- **WRITTEN INSTRUCTION 1**:
Answer these questions from the press release about Dr. Bogle:
(a) In which fields is Dr. Bogle endorsed as a leader?
(b) What city appears in the dateline?
(c) On what basis are individuals profiled in Marquis Who's Who volumes selected?

-- begin TEXT TO READ --

All Press Releases for January 10, 2020

Edra Charlotte Bogle, PhD, Presented with the Albert Nelson Marquis Lifetime Achievement Award by Marquis Who's Who

Dr. Bogle has been endorsed by Marquis Who's Who as a leader in the fields of library science and higher education



    DENTON, TX, January 10, 2020 /24-7PressRelease/ -- Marquis Who's Who, the world's premier publisher of biographical profiles, is proud to present Edra Charlotte Bogle, PhD, with the Albert Nelson Marquis Lifetime Achievement Award. An accomplished listee, Dr. Bogle celebrates many years' experience in her professional network, and has been noted for achievements, leadership qualities, and the credentials and successes she has accrued in her field. As in all Marquis Who's Who biographical volumes, individuals profiled are selected on the basis of current reference value. Factors such as position, noteworthy accomplishments, visibility, and prominence in a field are all taken into account during the selection process.

-- end TEXT TO READ --
-- begin SUPPLIED ENTRIES --

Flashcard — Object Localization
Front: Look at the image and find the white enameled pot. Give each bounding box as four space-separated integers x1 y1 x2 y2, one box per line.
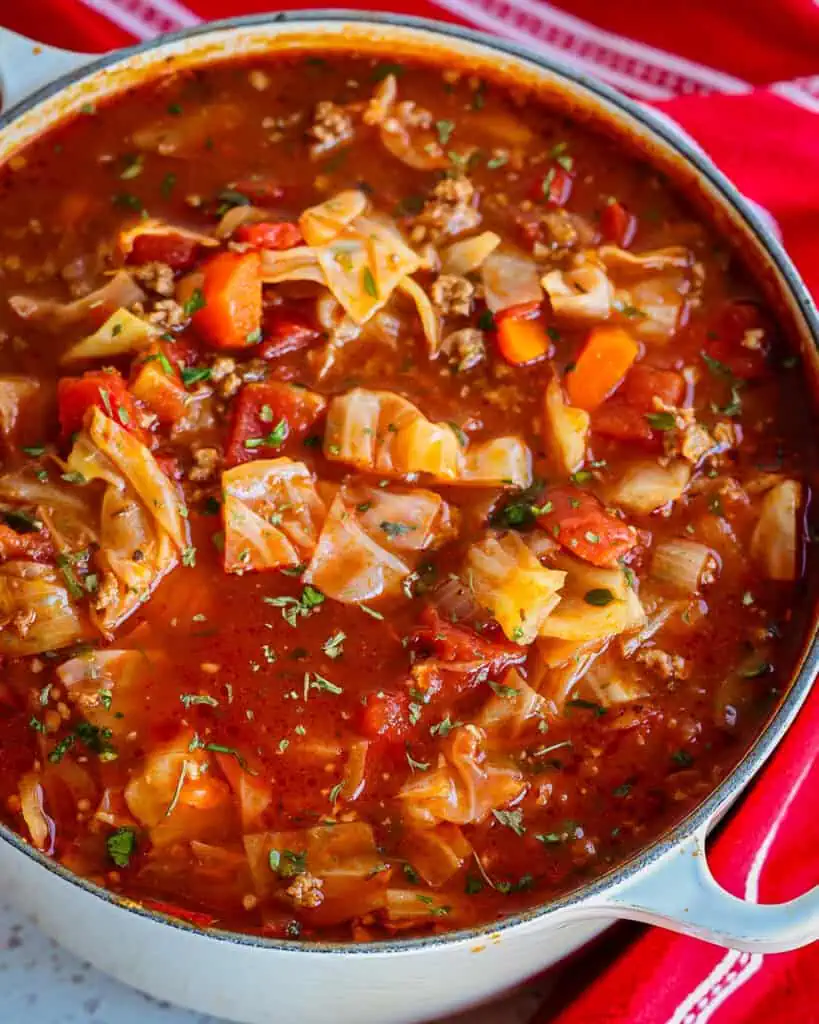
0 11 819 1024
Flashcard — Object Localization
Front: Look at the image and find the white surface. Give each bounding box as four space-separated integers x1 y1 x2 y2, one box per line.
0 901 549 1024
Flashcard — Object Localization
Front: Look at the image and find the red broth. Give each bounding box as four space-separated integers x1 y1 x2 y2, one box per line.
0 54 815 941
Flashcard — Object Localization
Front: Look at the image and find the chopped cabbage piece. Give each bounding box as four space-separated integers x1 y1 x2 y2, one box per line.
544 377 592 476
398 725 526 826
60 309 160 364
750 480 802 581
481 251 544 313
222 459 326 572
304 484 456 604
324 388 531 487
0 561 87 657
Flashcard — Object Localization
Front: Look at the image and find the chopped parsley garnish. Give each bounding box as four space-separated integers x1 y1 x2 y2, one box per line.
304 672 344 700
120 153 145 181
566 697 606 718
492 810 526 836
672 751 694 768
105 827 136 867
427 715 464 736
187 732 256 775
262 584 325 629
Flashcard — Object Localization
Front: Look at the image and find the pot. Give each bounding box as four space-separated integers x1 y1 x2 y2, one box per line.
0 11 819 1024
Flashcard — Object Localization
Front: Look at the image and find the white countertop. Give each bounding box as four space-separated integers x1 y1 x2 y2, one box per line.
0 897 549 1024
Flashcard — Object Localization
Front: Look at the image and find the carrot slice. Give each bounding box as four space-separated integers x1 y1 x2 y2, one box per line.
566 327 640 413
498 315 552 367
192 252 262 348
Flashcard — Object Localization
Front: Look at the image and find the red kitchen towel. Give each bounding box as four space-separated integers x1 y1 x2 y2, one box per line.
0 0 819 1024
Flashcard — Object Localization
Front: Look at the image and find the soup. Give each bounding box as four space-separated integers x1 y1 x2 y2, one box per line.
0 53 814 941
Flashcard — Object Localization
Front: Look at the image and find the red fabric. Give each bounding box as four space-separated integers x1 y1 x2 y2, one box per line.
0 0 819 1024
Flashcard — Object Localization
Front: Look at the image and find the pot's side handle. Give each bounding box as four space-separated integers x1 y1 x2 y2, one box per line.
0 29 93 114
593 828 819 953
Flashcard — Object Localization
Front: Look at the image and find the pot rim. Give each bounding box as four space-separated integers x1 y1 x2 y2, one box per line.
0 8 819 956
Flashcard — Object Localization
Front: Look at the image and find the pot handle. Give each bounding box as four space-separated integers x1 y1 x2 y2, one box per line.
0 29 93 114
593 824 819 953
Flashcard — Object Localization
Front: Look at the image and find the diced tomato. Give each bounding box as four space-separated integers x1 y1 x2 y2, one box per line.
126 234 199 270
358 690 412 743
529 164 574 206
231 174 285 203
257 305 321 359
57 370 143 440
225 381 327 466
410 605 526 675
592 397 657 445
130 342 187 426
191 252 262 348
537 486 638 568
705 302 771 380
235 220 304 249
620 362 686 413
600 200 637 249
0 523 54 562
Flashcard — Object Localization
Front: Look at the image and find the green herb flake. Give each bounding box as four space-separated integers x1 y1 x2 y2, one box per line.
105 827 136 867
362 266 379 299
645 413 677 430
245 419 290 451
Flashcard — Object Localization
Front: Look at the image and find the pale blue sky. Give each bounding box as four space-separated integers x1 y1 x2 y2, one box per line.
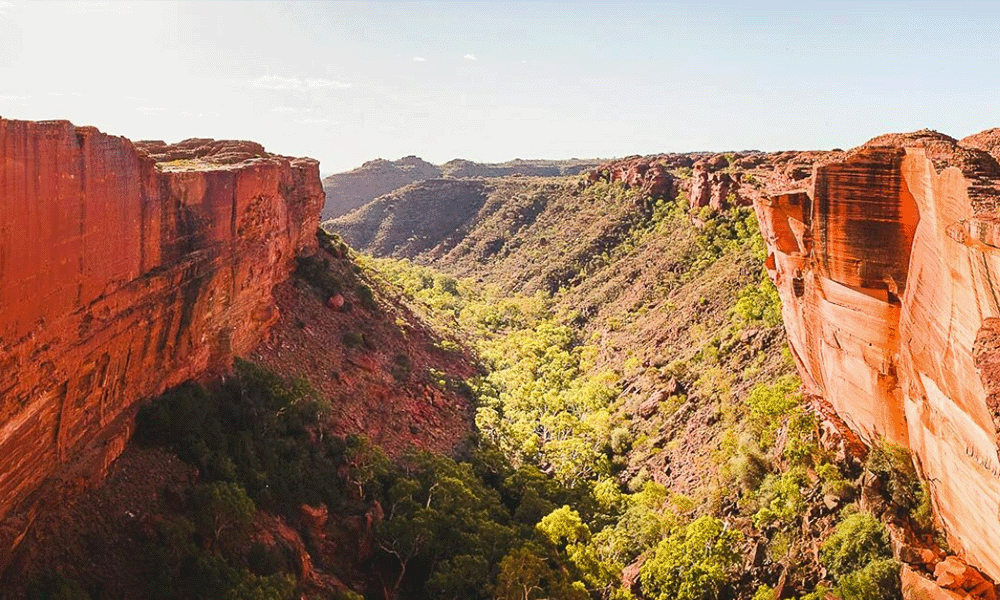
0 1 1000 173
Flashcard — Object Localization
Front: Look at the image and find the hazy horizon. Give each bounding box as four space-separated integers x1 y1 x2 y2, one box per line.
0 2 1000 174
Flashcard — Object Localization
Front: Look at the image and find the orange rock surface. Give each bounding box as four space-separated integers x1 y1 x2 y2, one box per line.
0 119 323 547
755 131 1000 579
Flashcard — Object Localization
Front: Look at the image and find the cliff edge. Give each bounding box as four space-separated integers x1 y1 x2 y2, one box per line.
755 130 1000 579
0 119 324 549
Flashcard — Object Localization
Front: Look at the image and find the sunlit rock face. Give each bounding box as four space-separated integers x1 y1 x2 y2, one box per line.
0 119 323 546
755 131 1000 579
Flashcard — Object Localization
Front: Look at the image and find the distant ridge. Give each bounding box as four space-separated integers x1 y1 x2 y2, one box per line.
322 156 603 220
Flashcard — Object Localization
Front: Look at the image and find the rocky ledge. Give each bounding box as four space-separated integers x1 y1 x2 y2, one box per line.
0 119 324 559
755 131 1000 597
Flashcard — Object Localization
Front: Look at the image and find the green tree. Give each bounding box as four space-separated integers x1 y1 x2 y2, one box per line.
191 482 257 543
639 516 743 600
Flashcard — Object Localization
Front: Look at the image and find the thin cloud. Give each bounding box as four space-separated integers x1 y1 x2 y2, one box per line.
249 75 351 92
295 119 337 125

-- end SUPPLIED ENTRIES --

- **WRITTEN INSTRUCTION 2**: Rewrite everything in the records from the start down to the line containing "0 901 549 1024", swapping "Object Localization" for "Box Labeling" and changing nothing else. Give only those lines, without the pictures.

- **EXERCISE OUTPUT 1**:
(a) Library science and higher education
(b) Denton, TX
(c) Current reference value

- **EXERCISE OUTPUT 2**:
Flashcard — Box Labeling
Front: Look at the image and find the white enameled pot. Give each bounding box as four space-separated integers x1 y1 x2 y2, one box per line.
0 11 819 1024
Flashcard — Box Labeling
Front: Look at the image and find the white surface. Give each bounding box as four space-separated integers x1 y1 x2 y2, one box per line.
0 901 549 1024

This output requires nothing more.